== Kutipan halaman ==

Tetapi itu saja tidak cukup, karena perlu dikaji pula pasar
yang menampung BUMN sehingga membuahkan keuntungan. Pasar dalam ilmu ekonomi
diartikan sebagai tempat berkompetisi, dan harga ditetapkan pada titik
keseimbangan permintaan dan penawaran. Ada istilah pasar yang dikenal dengan captive
market. Dimana dalam pasar tersebut tidak ada kompetisi. Proses privatisasi
dan efisiensi BUMN seyogyanya dilihat dari upaya mengurangi karakteristik yang
bersifat captive market dan menginjeksi unsur kompetisi dalam pasar.
Dengan sistem perdagangan yang lebih terbuka, dan peniadaan hambatan produksi
dari segi peraturan dan perizinan, maka proses privatisasi yang dibuat akan
mampu mengalokasikan sumber-sumber daya dan dana secaa efisien.
Bila BUMN adalah milik pemerintah, maka per definisi masalah
BUMN apalagi penjualan BUMN mengandung dosis politik yang tinggi. Tidak sedikit
dari para pengamat, dan sebagian pejabat yang sulit “menelan” ide privatisasi
BUMN. Padahal pemerintah sendiri masih harus memikirkan devisit anggaran
sebagai akibat dari meruginya BUMN di Indonesia.
BUMN yang tetap dikelola oleh pemerintah, sejauh ini belum
menunjukkan hasil yang gemilang, bahkan dalam pengelolaannya terkesan tidak transparan.
Ketidaktransparanan itu menjadikan BUMN sebagai ladang praktik KKN bagi oknum
disetiap levelnya dan telah mengakar dengan kuat. Fakta membuktikan bahwa
praktik KKN tidak ada (jarang ditemukan) pada BUMN yang telah menjadi
perusahaan terbuka (go publik)
Privatisasi dalam kenyataanya memang mengalihkan kepemilikan
negara (diwakili oleh pemerintah) kepada sektor swasta, karena pemerintah telah
menyadari bahwa beban dan lingkup tugas pemerintah menjadi lebih besar sehingga
akan lebih efektif dan efisien apabila tugas-tugas yang selama ini menjadi
tanggung jawab pemerintah (melalui BUMN) dialihkan kepada pihak swasta. Jadi
sebenarnya tidak ada yang menakutkan ataupun membahayakan, terlebih fakta
membuktikan berbagai negara di dunia telah melakukan privatisasi dan semuanya
berakhir dengan baik.
Fakta menunjukkan bahwa pengelolaan yang dilakukan oleh
swasta hasilnya secara umum lebih efisien. Hanya saja privatisasi jangan
diberlakukan bagi seluruh BUMN karena negara juga membutuhkan aset sebagai
pembanding dan juga sebagai media daya saing dalam peningkatan kuantitas dan
kualitas.

===
== Masukan tugas ==

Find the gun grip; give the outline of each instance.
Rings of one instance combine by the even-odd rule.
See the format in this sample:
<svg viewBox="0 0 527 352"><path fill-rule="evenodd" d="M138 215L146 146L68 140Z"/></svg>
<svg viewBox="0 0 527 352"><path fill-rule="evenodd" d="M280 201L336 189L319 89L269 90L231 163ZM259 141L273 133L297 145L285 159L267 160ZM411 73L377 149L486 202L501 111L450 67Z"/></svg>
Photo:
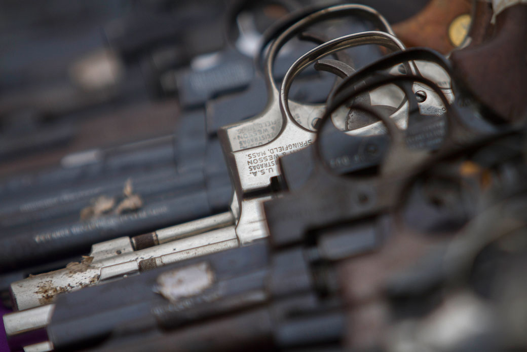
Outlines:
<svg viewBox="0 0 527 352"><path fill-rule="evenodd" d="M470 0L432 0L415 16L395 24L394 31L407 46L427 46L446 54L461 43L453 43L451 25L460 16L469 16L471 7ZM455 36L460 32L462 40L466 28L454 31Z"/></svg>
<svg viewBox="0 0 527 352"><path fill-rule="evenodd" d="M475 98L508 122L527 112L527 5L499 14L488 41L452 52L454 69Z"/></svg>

===

* **Tugas singkat 1**
Salin bagian kutipan halaman dari "Tetapi itu saja" sampai "dana secaa efisien.".
* **Tugas singkat 2**
Ubah semua catatan di atas menjadi CSV dua kolom bernama teks dan jawaban, satu baris untuk setiap catatan, dengan setiap nilai diapit tanda kutip dan jeda baris diganti spasi. Jangan sertakan gambarnya.

* **Jawaban akhir 1**
Tetapi itu saja tidak cukup, karena perlu dikaji pula pasar
yang menampung BUMN sehingga membuahkan keuntungan. Pasar dalam ilmu ekonomi
diartikan sebagai tempat berkompetisi, dan harga ditetapkan pada titik
keseimbangan permintaan dan penawaran. Ada istilah pasar yang dikenal dengan captive
market. Dimana dalam pasar tersebut tidak ada kompetisi. Proses privatisasi
dan efisiensi BUMN seyogyanya dilihat dari upaya mengurangi karakteristik yang
bersifat captive market dan menginjeksi unsur kompetisi dalam pasar.
Dengan sistem perdagangan yang lebih terbuka, dan peniadaan hambatan produksi
dari segi peraturan dan perizinan, maka proses privatisasi yang dibuat akan
mampu mengalokasikan sumber-sumber daya dan dana secaa efisien.

* **Jawaban akhir 2**
teks,jawaban
"Find the gun grip; give the outline of each instance. Rings of one instance combine by the even-odd rule. See the format in this sample: <svg viewBox=""0 0 527 352""><path fill-rule=""evenodd"" d=""M138 215L146 146L68 140Z""/></svg> <svg viewBox=""0 0 527 352""><path fill-rule=""evenodd"" d=""M280 201L336 189L319 89L269 90L231 163ZM259 141L273 133L297 145L285 159L267 160ZM411 73L377 149L486 202L501 111L450 67Z""/></svg> Photo: Outlines:","<svg viewBox=""0 0 527 352""><path fill-rule=""evenodd"" d=""M470 0L432 0L415 16L395 24L394 31L407 46L427 46L446 54L461 43L453 43L451 25L460 16L469 16L471 7ZM455 36L460 32L462 40L466 28L454 31Z""/></svg> <svg viewBox=""0 0 527 352""><path fill-rule=""evenodd"" d=""M475 98L508 122L527 112L527 5L499 14L488 41L452 52L454 69Z""/></svg>"